■ **Work to complete**:
Show every line of the material below that contains the string "query".
_ _ _
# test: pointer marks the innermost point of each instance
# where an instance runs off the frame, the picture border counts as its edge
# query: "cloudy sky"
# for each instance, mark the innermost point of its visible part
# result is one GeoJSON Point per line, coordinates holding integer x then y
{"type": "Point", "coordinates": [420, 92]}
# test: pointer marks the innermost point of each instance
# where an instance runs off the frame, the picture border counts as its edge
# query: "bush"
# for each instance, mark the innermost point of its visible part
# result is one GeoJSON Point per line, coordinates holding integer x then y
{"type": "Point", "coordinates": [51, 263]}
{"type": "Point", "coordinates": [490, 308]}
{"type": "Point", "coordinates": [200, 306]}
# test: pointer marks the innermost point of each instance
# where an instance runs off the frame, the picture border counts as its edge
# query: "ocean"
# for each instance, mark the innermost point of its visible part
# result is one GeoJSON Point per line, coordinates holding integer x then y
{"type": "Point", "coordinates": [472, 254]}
_ _ _
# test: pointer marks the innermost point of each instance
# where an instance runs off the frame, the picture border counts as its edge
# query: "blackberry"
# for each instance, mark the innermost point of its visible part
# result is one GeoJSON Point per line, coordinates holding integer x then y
_ _ _
■ **Result of this task**:
# query: "cloudy sky"
# query: "bush"
# query: "ocean"
# query: "blackberry"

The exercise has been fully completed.